Required task: Reproduce the records below in their entirety, character for character.

Supplied data:

** BEGIN **

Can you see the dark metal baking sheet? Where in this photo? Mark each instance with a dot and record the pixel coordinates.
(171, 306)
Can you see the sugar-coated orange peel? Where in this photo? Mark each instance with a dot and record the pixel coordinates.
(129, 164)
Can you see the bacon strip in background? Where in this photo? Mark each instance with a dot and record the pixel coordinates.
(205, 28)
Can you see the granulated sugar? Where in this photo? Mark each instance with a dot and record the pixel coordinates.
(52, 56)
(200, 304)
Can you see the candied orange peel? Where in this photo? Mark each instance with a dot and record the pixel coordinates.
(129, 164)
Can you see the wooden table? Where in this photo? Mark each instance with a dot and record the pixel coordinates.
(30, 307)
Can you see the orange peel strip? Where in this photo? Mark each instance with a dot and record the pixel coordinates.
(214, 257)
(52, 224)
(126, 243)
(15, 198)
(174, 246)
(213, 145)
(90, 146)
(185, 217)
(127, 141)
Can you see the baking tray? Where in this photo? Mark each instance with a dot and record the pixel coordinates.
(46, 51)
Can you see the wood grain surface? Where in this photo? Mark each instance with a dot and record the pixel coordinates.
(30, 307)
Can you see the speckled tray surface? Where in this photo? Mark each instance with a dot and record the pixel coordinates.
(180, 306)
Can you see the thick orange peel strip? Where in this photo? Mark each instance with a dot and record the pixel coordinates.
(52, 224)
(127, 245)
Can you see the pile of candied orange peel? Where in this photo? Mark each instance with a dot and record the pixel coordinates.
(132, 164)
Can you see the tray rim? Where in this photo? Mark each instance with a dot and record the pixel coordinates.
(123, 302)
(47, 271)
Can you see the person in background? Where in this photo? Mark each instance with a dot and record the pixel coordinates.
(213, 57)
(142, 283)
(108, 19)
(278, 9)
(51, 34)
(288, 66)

** END **

Exercise result:
Can you see the dark metal baking sheet? Where in this photo? Mark each instance with a dot and record the pixel coordinates.
(171, 306)
Can you see the sugar-coated orange peel? Where in this photo? Mark each instance with a dot and record the pixel coordinates.
(129, 164)
Can you see the bacon strip in background? Where in this photo? Mark each instance with a dot and record the pixel coordinates.
(205, 28)
Can you see the granulated sugar? Where in this photo? Mark each instance with a dot and record the pixel coordinates.
(52, 56)
(200, 304)
Can you see the candied orange peel? Where in this photo? Mark each instance with a dot and record the pixel coordinates.
(129, 164)
Can you see the wooden table? Where in this photo? Mark each instance with a dot and record the pixel coordinates.
(30, 307)
Can you see the orange peel strip? Where in this photo? Mark each instance with a dot and record the pixel coordinates.
(214, 257)
(52, 224)
(126, 243)
(15, 198)
(174, 246)
(213, 145)
(90, 146)
(185, 217)
(127, 141)
Can you see the baking tray? Where in this photo? Mark each instance with a dot and record the pixel coordinates.
(46, 51)
Can you see the wood grain surface? Where in this photo? Mark each instance with a dot and record the pixel coordinates.
(30, 307)
Can you see the speckled tray surface? Where in this photo? Mark each instance with a dot and record the pixel coordinates.
(180, 306)
Can you see the thick orange peel strip? Where in this photo? Mark each instance with a dot and record the pixel coordinates.
(52, 224)
(127, 245)
Can you see the pile of candied orange peel? Where in this photo? Mark each instance with a dot and record the pixel coordinates.
(132, 164)
Can you see the tray rim? Where in this photo? Mark each instance with a dot and record the pixel coordinates.
(123, 302)
(47, 271)
Can you see the person in background? Where in this photo? Mark each instance with a dot and record the pixel coordinates.
(213, 57)
(142, 283)
(108, 19)
(278, 9)
(51, 34)
(288, 66)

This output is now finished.